++++ PROVIDED PASSAGE

Ionic liquids are a type of salt that stays liquid at temperatures below 100°C and, unlike water, can endure extremes of heat and pressure. In their experiments, the researchers mixed sulfuric acid (often produced by volcanoes) with simple nitrogen-rich organic compounds (found on asteroids and planetary atmospheres). The result: a persistent, stable liquid that doesn’t evaporate even when most of the acid is gone.
Ionic liquids, it turns out, can be friendly to rare biomolecules—like hardy proteins—that can resist breakdown in harsh conditions.
Expanding the habitability zone
“We consider water to be required for life because that is what’s needed for Earth life. But if we look at a more general definition, we see that what we need is a liquid in which metabolism for life can take place,” said Dr. Rachana Agrawal, who led the study at MIT’s Department of Earth, Atmospheric and Planetary Sciences. “Now if we include ionic liquid as a possibility, this can dramatically increase the habitability zone for all rocky worlds.”
The implications are staggering: even on planets that are too hot, or whose atmospheres are too thin for water to exist, stable ionic liquids could form and persist—potentially nurturing forms of alien life, though they may look nothing like Earth’s water-based organisms.
From Venus to beyond
The inspiration came when the team was working to solve a Venus mystery. Venus, shrouded in clouds of sulfuric acid, has long fascinated scientists seeking signs of life. When Dr. Agrawal and her colleagues tried to evaporate sulfuric acid from a solution to isolate organic molecules, a stubborn liquid layer wouldn’t go away. They realized they’d accidentally created an ionic liquid—a discovery that opened new doors in astrobiology.

++++++++

» WORK REQUEST A
In the ionic liquids passage, what did the researchers mix together in their experiments?
» WORK REQUEST B
Reproduce word for word the section of the ionic liquids passage starting at "Ionic liquids are" and ending at "in harsh conditions.".

++++ DATA EXTRACT

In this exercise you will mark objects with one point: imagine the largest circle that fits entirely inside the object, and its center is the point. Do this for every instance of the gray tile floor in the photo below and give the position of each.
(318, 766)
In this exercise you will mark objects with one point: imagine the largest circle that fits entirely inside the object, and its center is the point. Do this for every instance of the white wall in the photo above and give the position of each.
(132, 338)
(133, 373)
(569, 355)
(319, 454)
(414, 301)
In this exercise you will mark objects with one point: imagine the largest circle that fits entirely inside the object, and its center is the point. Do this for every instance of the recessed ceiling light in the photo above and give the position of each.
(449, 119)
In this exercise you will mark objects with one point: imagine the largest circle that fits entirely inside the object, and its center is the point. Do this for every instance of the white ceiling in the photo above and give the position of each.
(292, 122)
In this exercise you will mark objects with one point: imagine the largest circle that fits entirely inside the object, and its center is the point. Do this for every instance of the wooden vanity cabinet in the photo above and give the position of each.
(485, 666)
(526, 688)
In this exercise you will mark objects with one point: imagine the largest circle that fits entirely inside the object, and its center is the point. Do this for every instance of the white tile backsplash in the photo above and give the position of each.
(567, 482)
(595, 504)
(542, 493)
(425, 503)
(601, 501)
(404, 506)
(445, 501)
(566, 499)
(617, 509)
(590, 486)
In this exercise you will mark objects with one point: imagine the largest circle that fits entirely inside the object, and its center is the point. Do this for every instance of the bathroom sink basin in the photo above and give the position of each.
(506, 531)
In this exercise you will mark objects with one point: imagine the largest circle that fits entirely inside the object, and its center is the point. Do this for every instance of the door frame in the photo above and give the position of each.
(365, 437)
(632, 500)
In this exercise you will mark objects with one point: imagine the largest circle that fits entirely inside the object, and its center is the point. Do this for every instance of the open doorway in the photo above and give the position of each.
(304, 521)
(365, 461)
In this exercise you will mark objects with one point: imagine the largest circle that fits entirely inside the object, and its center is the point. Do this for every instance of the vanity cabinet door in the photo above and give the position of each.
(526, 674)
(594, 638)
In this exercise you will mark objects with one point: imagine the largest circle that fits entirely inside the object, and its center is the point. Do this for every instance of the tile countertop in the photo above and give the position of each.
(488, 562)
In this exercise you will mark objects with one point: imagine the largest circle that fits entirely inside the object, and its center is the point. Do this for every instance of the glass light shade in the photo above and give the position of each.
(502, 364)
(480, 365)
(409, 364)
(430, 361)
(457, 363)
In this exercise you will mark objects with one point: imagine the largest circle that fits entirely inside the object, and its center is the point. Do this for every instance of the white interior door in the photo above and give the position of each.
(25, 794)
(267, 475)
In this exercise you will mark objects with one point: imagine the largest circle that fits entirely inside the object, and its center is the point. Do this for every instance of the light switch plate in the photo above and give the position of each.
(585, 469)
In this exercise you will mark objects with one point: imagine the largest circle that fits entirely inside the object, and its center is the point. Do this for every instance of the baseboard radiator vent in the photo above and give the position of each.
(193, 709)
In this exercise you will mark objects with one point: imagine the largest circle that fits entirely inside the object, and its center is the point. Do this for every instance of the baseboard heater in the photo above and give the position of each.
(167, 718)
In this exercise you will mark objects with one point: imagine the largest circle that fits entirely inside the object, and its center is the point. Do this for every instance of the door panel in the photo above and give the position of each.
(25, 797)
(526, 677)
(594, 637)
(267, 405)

++++++++

» EXPECTED ANSWER A
They mixed sulfuric acid with simple nitrogen-rich organic compounds.

» EXPECTED ANSWER B
Ionic liquids are a type of salt that stays liquid at temperatures below 100°C and, unlike water, can endure extremes of heat and pressure. In their experiments, the researchers mixed sulfuric acid (often produced by volcanoes) with simple nitrogen-rich organic compounds (found on asteroids and planetary atmospheres). The result: a persistent, stable liquid that doesn’t evaporate even when most of the acid is gone.
Ionic liquids, it turns out, can be friendly to rare biomolecules—like hardy proteins—that can resist breakdown in harsh conditions.